Pull out every line of the listing below that contains the word "black" and copy each one without changes.
[Begin]
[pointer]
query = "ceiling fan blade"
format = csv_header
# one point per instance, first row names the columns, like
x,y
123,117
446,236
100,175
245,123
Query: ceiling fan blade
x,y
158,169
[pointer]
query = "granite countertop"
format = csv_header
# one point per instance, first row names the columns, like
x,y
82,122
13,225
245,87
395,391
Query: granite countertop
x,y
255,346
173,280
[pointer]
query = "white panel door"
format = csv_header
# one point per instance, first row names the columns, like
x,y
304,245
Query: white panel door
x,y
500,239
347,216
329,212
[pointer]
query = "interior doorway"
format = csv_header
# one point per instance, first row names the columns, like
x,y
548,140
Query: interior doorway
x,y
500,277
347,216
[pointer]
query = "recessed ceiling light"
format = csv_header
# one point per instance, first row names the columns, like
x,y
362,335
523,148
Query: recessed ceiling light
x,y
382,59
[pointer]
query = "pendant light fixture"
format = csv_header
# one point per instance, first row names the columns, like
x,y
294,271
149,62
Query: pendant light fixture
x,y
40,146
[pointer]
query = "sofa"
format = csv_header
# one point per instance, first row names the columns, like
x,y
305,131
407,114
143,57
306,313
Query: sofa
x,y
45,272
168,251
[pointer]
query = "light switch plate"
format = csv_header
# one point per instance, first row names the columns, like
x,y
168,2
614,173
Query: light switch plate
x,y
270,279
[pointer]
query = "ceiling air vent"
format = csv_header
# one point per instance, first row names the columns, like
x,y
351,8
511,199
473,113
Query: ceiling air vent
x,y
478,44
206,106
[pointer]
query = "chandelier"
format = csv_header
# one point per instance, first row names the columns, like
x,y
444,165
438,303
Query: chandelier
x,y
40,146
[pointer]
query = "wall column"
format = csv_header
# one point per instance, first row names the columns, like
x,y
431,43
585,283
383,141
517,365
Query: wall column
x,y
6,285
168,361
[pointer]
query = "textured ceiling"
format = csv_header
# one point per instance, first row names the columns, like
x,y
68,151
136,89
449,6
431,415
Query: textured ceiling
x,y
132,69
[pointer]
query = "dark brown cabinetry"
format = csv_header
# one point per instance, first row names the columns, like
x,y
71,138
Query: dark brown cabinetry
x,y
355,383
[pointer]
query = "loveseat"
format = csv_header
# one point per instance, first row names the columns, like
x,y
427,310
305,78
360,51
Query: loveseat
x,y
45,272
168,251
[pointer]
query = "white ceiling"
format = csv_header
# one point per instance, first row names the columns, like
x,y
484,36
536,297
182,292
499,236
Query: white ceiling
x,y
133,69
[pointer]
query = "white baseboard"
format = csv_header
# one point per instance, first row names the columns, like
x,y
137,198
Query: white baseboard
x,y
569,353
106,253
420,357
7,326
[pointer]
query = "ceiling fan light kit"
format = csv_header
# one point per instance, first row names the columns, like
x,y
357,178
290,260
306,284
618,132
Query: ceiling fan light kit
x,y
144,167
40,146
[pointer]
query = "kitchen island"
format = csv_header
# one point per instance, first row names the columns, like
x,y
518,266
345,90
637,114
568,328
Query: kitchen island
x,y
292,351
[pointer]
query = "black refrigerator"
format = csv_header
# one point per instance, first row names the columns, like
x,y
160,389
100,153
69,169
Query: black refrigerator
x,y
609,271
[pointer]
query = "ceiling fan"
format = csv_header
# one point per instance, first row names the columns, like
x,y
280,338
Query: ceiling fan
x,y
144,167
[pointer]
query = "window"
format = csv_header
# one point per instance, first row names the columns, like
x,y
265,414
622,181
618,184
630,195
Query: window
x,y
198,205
[End]
Written response.
query = "black refrigerator"
Query: black refrigerator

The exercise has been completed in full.